WHAT THE TASK ASKS -> In the letter to the editor, what is the name of the normalization method introduced by Paulson et al.?

====== DOCUMENT PASSAGE

To the Editor:

Recently, Paulson et al.1 introduced a normalization method, reporting that it improves clustering of meta-genomic abundance data, which is very important for many applications in the fast-growing area of microbiome research. However, in our view, the perceived improvement is due to a postprocessing procedure that is preferentially combined with some, but not all, normalizations included in their method comparison, rather than to the proposed normalization itself.

Paulson et al.1 compared their normalization method to three existing ones using a data set from a study of microbial communities in the mouse gut and concluded that their method, called cumulative-sum scaling (CSS), “substantially improved” the separation between two known clusters present in the data1. As the authors kindly provided us with the source code, we were able to reproduce their first figure (Supplementary Fig. 1). However, this was possible only when we applied a logarithm transformation to the data normalized with their CSS method but not to the data normalized by the other methods. Combining the log transformation with each of the normalizations shows that differences in cluster separation are due mainly to this additional transformation and not to the normalization itself (Fig. 1). Thus, conceptually simpler methods, such as relative-abundance normalization (also called total-sum scaling (TSS)), should not be dismissed on these grounds.

Figure 1: Clustering analysis of different normalization methods.

============
====== INFORMATION GIVEN

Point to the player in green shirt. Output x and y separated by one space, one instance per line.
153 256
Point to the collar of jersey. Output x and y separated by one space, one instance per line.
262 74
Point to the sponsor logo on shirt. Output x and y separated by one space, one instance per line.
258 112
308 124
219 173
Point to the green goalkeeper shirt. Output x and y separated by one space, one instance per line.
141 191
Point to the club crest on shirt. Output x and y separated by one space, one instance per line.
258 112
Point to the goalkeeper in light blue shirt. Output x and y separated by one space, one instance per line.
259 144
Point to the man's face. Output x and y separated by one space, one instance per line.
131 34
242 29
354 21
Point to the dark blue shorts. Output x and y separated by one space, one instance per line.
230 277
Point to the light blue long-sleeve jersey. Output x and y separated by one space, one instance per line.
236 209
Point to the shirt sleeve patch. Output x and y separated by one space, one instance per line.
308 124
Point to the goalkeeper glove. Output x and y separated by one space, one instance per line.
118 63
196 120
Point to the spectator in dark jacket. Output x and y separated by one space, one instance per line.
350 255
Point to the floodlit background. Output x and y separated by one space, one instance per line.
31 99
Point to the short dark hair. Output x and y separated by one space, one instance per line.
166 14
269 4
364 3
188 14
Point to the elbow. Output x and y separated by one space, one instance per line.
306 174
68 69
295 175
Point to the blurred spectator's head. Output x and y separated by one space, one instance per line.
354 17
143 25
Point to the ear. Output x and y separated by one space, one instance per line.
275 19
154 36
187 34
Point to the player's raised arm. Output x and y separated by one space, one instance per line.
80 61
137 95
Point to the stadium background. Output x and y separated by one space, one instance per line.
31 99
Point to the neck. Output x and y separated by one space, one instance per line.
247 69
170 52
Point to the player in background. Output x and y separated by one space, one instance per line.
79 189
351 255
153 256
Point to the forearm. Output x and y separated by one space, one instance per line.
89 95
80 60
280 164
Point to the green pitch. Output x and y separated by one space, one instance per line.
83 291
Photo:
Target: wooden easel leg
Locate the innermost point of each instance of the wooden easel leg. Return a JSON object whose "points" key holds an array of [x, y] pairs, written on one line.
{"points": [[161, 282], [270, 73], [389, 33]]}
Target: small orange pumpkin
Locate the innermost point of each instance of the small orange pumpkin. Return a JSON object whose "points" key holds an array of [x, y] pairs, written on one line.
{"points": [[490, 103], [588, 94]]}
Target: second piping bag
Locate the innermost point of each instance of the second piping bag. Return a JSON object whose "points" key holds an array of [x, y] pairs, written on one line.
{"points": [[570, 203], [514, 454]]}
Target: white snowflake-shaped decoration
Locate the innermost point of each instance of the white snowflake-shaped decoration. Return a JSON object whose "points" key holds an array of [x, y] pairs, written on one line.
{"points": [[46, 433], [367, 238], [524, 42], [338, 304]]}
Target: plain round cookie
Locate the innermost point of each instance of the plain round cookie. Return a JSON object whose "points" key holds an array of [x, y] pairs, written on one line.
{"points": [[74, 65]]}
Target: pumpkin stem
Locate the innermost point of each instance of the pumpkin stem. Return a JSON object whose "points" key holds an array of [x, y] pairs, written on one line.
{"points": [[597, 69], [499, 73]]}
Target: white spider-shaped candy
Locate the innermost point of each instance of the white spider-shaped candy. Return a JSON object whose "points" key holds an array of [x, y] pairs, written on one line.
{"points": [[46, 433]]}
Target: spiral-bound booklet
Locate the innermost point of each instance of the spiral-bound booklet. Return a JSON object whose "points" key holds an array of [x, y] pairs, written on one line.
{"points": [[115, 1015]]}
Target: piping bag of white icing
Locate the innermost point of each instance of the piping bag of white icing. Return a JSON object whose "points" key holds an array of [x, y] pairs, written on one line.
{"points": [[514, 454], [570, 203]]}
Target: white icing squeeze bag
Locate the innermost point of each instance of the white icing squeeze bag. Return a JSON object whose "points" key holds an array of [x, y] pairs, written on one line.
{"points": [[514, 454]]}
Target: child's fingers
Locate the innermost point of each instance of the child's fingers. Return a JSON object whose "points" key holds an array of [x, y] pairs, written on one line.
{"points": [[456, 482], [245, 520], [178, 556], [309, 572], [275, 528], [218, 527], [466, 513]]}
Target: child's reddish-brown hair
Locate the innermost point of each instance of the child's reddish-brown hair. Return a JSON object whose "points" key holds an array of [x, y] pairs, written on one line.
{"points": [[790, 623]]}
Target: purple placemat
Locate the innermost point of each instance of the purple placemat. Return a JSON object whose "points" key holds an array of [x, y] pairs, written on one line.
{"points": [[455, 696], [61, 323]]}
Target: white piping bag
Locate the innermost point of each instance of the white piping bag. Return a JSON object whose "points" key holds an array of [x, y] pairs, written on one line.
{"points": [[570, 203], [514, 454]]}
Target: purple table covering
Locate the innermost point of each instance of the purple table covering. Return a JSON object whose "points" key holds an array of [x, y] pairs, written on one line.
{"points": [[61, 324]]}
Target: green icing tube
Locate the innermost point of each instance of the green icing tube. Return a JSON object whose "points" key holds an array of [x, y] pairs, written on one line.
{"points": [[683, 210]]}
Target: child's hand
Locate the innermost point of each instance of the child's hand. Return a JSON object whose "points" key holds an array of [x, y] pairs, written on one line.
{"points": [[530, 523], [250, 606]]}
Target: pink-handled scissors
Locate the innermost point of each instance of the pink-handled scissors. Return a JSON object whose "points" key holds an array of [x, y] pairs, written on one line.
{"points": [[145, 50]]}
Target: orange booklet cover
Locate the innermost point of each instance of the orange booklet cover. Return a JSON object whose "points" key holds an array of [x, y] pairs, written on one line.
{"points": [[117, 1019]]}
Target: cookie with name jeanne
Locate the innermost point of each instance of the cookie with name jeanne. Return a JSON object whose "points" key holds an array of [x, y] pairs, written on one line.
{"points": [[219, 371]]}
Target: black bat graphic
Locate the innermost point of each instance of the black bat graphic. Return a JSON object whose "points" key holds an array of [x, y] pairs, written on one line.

============

SOLUTION TO THE PROBLEM -> Cumulative-sum scaling (CSS)